■ THE PROBLEM:
Convert the records from the line containing "Task: indicate the framed beach" through the line containing "[(335, 191), (207, 178), (428, 188)]", inclusive, into a Markdown table with the columns Number and Line. Give each line its own numbered row and omit any blank lines.

■ EXERCISE MATERIAL:
○ ○ ○ ○ ○

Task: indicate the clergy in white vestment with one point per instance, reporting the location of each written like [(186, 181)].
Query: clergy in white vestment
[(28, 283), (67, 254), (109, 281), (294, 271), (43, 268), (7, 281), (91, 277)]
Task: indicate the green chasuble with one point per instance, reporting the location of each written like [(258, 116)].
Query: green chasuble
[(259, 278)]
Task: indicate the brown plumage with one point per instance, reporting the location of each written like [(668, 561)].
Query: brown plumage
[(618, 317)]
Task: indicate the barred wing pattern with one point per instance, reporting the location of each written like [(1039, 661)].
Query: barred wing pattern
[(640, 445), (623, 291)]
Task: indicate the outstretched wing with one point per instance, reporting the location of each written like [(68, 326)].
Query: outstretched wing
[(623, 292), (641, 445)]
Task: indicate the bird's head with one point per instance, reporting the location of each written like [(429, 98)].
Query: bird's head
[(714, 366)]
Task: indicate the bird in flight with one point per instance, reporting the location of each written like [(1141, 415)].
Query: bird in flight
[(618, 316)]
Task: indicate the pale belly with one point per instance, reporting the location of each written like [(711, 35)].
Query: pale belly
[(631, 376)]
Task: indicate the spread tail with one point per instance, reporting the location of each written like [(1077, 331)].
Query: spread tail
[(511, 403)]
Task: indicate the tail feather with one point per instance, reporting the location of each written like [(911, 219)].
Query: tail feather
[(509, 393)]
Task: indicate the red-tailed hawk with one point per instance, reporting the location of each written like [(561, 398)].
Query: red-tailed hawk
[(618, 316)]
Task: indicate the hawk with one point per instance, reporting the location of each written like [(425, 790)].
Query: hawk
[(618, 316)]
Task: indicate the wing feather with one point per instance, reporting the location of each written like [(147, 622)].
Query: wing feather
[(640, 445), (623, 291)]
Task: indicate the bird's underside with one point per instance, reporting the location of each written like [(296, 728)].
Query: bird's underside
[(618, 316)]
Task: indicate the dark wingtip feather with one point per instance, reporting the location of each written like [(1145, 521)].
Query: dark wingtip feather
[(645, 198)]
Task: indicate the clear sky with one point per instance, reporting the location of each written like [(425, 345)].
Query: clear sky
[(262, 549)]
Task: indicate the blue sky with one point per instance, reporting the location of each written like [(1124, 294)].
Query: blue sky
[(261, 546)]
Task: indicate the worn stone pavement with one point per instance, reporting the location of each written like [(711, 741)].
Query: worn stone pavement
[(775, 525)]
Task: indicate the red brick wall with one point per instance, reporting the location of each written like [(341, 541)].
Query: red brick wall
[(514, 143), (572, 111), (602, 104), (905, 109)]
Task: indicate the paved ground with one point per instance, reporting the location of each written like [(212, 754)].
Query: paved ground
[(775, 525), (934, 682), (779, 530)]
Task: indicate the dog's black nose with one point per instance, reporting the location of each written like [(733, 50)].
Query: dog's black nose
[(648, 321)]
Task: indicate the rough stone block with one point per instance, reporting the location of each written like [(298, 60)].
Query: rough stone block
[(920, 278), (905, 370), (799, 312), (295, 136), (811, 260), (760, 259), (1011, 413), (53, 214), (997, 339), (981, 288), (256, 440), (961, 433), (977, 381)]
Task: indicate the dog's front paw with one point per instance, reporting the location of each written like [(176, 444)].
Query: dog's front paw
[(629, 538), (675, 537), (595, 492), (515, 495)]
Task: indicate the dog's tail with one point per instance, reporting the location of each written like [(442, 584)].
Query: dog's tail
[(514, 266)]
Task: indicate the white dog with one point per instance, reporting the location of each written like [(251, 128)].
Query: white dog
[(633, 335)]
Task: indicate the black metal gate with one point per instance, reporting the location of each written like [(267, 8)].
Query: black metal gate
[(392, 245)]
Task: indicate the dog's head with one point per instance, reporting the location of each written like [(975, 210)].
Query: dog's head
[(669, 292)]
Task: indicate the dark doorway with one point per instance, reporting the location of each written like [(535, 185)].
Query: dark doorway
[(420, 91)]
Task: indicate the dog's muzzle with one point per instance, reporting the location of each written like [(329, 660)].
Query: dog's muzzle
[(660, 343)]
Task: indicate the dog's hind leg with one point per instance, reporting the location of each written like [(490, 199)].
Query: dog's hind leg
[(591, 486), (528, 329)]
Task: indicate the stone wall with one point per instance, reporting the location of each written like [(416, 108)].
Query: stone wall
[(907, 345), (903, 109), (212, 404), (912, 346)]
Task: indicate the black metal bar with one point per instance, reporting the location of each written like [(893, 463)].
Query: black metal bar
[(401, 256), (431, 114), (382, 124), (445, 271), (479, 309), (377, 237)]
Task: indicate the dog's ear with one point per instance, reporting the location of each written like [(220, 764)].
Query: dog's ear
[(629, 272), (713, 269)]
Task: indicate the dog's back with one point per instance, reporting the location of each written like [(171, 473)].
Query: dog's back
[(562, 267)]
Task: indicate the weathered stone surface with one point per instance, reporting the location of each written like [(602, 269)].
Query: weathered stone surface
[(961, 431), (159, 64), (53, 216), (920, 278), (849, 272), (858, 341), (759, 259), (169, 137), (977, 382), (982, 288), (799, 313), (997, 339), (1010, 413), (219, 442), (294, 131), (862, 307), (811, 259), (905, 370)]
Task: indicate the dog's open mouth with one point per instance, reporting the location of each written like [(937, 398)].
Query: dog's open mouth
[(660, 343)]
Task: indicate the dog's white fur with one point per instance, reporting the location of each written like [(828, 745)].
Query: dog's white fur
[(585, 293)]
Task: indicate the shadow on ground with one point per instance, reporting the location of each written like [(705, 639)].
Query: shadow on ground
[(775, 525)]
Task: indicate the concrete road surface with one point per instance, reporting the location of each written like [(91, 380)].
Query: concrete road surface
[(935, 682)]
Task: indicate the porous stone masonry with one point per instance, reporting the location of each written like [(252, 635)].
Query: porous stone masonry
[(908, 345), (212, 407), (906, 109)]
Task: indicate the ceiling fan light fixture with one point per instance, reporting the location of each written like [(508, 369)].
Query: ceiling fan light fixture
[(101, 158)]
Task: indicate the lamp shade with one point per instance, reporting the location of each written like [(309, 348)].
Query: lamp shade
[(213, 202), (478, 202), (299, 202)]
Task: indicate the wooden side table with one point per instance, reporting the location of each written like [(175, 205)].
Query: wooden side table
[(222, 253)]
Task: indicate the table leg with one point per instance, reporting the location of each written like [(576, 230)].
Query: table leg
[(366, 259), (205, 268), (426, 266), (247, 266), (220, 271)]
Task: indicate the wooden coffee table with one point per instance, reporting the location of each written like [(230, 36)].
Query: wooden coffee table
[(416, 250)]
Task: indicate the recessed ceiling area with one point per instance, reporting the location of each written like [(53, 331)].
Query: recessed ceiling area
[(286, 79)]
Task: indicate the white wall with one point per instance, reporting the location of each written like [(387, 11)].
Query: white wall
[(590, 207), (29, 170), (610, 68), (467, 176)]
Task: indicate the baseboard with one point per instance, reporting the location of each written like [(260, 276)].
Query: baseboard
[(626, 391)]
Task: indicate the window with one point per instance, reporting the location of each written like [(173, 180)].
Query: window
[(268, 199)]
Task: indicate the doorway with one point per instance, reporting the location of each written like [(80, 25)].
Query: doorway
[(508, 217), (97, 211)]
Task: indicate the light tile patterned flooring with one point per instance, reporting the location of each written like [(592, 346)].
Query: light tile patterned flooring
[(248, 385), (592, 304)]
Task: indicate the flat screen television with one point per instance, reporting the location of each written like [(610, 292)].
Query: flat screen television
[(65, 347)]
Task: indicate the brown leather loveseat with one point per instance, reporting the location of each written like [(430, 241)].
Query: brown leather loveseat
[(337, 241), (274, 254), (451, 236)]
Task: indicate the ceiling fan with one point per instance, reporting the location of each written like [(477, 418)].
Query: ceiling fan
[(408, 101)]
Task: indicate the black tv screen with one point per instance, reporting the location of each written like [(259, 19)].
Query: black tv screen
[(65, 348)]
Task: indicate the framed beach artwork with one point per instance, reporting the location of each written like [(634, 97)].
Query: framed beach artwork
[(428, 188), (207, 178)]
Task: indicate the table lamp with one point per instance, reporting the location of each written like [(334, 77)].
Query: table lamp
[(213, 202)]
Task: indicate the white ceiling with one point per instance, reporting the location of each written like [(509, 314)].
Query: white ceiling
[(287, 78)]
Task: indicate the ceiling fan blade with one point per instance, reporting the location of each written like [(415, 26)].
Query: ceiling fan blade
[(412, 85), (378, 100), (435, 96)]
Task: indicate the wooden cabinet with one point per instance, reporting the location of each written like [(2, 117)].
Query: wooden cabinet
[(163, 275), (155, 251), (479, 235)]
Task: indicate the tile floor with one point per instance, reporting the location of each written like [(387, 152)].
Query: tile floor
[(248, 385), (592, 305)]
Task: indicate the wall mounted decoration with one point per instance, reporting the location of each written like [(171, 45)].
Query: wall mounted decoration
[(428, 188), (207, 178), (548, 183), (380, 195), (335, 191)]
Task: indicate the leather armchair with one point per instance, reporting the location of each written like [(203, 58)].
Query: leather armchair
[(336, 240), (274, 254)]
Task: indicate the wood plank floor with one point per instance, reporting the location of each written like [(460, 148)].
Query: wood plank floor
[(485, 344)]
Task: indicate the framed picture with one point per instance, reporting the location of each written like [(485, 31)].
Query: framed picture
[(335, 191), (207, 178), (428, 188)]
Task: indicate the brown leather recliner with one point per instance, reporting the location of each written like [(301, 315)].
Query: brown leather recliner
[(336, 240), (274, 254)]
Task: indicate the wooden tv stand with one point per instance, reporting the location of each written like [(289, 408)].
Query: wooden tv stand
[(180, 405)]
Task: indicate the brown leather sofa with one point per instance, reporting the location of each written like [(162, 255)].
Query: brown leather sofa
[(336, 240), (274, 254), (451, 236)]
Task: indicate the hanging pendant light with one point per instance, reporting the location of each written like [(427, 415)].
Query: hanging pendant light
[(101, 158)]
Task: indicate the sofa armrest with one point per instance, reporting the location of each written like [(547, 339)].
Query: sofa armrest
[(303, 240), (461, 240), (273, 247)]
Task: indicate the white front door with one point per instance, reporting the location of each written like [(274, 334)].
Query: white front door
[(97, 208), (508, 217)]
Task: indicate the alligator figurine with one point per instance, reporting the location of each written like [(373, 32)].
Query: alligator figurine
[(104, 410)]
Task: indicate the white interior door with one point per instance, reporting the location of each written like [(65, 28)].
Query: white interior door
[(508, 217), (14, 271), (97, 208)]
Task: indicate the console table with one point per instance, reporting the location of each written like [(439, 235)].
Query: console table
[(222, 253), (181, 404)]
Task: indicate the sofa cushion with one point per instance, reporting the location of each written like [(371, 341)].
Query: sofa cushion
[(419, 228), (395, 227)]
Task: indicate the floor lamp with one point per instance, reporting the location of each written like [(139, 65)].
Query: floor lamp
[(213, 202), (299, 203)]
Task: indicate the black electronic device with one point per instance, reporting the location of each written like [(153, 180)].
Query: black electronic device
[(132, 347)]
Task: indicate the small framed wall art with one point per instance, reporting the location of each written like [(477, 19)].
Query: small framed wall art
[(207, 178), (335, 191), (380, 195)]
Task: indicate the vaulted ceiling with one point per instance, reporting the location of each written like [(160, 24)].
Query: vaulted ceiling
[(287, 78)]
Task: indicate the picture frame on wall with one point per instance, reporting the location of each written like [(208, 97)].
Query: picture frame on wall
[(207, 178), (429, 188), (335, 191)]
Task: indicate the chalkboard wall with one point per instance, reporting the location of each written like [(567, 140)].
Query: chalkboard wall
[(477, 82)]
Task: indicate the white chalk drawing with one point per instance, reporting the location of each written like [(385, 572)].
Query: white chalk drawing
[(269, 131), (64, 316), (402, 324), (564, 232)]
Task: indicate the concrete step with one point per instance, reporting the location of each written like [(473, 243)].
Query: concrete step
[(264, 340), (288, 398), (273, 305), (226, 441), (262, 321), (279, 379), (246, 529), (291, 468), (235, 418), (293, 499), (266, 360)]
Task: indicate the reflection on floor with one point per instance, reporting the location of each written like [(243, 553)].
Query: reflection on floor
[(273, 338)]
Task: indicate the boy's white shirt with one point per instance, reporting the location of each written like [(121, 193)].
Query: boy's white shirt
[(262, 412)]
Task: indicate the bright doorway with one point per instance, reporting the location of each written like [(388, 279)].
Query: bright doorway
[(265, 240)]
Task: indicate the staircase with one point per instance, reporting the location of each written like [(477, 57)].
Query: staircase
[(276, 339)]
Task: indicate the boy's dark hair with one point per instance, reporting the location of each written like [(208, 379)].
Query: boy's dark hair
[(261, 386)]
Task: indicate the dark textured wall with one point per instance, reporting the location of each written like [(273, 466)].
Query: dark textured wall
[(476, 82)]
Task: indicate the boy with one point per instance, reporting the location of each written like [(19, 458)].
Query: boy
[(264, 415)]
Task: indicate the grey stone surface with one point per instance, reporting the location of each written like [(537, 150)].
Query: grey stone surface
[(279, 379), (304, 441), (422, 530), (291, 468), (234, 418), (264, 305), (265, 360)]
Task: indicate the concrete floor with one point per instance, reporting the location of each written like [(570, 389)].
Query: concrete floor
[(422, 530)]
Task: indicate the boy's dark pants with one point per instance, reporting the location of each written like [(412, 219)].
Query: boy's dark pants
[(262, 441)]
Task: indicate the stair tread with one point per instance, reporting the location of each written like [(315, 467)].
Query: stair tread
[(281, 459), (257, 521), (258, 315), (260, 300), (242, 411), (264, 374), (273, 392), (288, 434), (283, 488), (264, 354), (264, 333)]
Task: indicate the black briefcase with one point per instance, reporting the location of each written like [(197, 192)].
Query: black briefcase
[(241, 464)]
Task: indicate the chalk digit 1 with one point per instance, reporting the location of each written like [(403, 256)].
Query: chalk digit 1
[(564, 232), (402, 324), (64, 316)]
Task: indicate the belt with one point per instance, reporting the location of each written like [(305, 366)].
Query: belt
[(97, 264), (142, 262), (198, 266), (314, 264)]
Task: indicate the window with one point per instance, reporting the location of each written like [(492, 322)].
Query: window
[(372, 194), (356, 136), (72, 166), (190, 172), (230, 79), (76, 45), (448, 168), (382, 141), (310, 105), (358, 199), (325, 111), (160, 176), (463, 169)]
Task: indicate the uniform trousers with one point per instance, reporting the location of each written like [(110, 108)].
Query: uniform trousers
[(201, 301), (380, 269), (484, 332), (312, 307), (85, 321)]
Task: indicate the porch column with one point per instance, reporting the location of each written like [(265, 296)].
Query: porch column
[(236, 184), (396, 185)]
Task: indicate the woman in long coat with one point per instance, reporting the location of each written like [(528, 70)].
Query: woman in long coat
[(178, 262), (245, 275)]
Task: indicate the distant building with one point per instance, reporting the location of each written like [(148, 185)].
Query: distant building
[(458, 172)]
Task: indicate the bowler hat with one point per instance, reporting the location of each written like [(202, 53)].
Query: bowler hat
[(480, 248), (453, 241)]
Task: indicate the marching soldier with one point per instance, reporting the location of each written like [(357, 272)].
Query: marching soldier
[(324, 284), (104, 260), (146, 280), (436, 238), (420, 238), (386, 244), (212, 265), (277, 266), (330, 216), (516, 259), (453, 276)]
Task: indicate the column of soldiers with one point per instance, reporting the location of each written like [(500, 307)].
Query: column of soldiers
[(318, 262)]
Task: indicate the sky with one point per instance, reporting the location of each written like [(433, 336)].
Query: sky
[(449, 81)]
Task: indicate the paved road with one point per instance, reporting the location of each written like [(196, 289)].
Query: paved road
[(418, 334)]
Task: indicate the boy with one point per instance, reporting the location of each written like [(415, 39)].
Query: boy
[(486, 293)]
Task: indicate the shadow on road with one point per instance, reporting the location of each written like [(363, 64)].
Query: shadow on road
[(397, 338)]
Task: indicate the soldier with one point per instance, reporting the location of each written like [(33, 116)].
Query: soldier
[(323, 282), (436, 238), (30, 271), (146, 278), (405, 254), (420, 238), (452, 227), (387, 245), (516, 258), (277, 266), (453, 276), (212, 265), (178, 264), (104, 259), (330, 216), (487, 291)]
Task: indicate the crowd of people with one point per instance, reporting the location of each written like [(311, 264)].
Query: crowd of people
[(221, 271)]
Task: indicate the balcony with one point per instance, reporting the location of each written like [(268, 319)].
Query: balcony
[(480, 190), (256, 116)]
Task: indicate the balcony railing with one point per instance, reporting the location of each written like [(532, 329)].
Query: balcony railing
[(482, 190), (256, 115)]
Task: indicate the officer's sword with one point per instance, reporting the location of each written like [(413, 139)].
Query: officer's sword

○ ○ ○ ○ ○

■ FULL RESPONSE:
| Number | Line |
|---|---|
| 1 | Task: indicate the framed beach artwork with one point per instance, reporting the location of each written like [(634, 97)]. |
| 2 | Query: framed beach artwork |
| 3 | [(428, 188), (207, 178)] |
| 4 | Task: indicate the table lamp with one point per instance, reporting the location of each written like [(334, 77)]. |
| 5 | Query: table lamp |
| 6 | [(213, 202)] |
| 7 | Task: indicate the white ceiling with one point per instance, reporting the location of each written like [(509, 314)]. |
| 8 | Query: white ceiling |
| 9 | [(287, 78)] |
| 10 | Task: indicate the ceiling fan blade with one point per instance, reporting the location of each written like [(415, 26)]. |
| 11 | Query: ceiling fan blade |
| 12 | [(412, 85), (378, 100), (435, 96)] |
| 13 | Task: indicate the wooden cabinet with one point per instance, reporting the location of each written like [(2, 117)]. |
| 14 | Query: wooden cabinet |
| 15 | [(163, 275), (155, 251), (479, 235)] |
| 16 | Task: indicate the tile floor with one point per instance, reporting the location of each written like [(387, 152)]. |
| 17 | Query: tile floor |
| 18 | [(248, 385), (592, 305)] |
| 19 | Task: indicate the wall mounted decoration with one point per instance, reporting the location of each written like [(171, 45)]. |
| 20 | Query: wall mounted decoration |
| 21 | [(428, 188), (207, 178), (548, 183), (380, 195), (335, 191)] |
| 22 | Task: indicate the leather armchair with one point per instance, reporting the location of each written like [(203, 58)]. |
| 23 | Query: leather armchair |
| 24 | [(336, 240), (274, 254)] |
| 25 | Task: indicate the wood plank floor with one point per instance, reporting the location of each written like [(460, 148)]. |
| 26 | Query: wood plank floor |
| 27 | [(485, 344)] |
| 28 | Task: indicate the framed picture with one point per instance, reporting the location of each written like [(485, 31)]. |
| 29 | Query: framed picture |
| 30 | [(335, 191), (207, 178), (428, 188)] |